— Begin Record extracts —

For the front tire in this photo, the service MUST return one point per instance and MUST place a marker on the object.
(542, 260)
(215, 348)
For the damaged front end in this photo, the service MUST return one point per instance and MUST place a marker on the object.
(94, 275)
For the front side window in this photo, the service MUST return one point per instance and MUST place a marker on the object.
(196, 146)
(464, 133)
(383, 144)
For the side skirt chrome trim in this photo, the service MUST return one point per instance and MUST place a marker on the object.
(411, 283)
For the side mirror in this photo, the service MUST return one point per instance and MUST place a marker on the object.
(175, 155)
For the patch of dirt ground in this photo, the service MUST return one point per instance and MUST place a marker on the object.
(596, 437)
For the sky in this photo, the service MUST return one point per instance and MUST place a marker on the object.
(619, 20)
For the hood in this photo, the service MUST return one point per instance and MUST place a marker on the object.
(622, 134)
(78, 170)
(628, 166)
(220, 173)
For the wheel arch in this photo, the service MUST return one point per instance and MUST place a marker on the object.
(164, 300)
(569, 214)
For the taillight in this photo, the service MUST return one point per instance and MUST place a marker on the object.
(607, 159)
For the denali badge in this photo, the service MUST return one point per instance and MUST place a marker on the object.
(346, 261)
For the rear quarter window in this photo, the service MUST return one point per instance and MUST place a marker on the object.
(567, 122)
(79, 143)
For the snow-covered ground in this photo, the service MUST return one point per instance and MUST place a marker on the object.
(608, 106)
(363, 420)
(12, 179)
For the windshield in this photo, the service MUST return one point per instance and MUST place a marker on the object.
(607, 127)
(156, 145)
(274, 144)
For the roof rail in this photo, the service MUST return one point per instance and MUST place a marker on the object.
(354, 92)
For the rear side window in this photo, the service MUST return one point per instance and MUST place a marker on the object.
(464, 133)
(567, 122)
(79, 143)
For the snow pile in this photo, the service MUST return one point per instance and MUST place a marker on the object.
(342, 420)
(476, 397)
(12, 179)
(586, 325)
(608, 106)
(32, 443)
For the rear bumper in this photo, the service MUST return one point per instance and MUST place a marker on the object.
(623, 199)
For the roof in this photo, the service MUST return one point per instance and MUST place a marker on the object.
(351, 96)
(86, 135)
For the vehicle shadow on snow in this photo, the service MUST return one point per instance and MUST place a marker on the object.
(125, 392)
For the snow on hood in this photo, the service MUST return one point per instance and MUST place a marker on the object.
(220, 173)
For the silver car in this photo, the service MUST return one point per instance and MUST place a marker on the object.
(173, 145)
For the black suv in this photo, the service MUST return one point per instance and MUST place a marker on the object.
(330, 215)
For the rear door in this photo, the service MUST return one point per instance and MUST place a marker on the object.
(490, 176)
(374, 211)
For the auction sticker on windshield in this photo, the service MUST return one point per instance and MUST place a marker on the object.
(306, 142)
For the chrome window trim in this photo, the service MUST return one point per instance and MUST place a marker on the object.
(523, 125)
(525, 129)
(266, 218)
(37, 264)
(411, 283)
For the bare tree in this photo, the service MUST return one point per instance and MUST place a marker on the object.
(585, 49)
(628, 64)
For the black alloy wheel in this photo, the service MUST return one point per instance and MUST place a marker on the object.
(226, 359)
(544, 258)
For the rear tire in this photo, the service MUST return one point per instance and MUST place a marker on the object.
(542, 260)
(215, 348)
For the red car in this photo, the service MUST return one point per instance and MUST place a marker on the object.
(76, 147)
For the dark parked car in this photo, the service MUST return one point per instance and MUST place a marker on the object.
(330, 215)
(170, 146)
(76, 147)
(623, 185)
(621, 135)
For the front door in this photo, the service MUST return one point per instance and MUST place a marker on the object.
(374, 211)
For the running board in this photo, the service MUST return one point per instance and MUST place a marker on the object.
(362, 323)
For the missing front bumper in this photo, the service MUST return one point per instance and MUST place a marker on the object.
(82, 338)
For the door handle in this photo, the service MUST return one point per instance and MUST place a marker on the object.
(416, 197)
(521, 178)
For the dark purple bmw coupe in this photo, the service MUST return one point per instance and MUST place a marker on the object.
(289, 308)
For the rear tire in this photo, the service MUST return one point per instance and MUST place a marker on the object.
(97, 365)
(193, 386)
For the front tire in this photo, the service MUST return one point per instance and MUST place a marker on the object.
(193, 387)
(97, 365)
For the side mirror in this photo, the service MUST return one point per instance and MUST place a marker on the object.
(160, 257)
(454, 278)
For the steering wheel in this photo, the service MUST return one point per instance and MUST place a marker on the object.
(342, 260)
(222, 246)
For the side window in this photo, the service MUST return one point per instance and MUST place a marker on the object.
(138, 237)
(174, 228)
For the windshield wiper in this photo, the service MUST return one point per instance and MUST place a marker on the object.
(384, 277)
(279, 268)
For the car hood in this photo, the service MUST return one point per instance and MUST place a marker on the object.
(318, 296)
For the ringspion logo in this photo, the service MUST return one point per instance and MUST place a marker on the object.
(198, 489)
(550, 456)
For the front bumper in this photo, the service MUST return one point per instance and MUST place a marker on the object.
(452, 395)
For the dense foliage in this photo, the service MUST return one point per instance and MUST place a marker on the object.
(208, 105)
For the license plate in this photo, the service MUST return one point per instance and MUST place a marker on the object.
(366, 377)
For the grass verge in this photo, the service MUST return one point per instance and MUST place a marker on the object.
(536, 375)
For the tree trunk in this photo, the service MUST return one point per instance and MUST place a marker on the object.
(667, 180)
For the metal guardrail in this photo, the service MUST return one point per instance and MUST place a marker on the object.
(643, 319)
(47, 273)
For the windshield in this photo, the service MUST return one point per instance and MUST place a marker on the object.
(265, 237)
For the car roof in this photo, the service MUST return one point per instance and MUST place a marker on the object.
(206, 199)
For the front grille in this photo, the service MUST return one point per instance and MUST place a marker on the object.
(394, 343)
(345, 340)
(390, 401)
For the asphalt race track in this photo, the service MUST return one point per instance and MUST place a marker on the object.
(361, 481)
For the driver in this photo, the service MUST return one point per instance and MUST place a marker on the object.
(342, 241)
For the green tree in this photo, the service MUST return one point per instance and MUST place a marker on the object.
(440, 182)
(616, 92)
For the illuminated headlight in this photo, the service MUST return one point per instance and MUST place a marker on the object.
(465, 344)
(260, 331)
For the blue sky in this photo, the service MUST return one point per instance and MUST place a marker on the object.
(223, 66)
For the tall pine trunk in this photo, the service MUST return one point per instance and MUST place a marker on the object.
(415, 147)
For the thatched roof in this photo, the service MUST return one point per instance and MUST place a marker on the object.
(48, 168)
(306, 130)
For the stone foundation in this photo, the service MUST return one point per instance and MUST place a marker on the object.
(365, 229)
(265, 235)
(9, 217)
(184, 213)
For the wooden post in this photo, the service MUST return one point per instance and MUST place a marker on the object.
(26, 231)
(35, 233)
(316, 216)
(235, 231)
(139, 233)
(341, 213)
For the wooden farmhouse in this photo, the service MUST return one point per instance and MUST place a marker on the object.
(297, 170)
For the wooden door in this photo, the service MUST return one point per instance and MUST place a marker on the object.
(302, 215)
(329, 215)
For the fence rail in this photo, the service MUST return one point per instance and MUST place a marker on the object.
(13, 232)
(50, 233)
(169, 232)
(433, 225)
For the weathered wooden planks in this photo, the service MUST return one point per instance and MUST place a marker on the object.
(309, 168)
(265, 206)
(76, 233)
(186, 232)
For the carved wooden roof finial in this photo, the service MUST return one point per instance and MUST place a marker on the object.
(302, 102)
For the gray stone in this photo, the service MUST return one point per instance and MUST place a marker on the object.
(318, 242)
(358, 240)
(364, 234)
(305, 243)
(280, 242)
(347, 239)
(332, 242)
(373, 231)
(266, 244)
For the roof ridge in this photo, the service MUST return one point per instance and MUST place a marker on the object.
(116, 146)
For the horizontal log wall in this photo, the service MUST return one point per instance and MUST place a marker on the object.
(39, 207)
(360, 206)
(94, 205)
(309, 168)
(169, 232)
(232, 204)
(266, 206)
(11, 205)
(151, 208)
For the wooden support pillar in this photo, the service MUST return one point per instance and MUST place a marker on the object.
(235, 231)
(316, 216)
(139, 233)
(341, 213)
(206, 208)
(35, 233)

— End Record extracts —

▸ **To be done**:
Put the material from the line containing "For the wooden support" through the end of the material into a two-column CSV with the headers input and output. Give one row per sentence, with the sentence in input and the coordinate pairs listed under it in output, each field in quotation marks and line breaks replaced by spaces.

▸ **Exercise answer**:
input,output
"For the wooden support pillar in this photo, the service MUST return one point per instance and MUST place a marker on the object.","(235, 231) (316, 216) (139, 233) (341, 213) (206, 208) (35, 233)"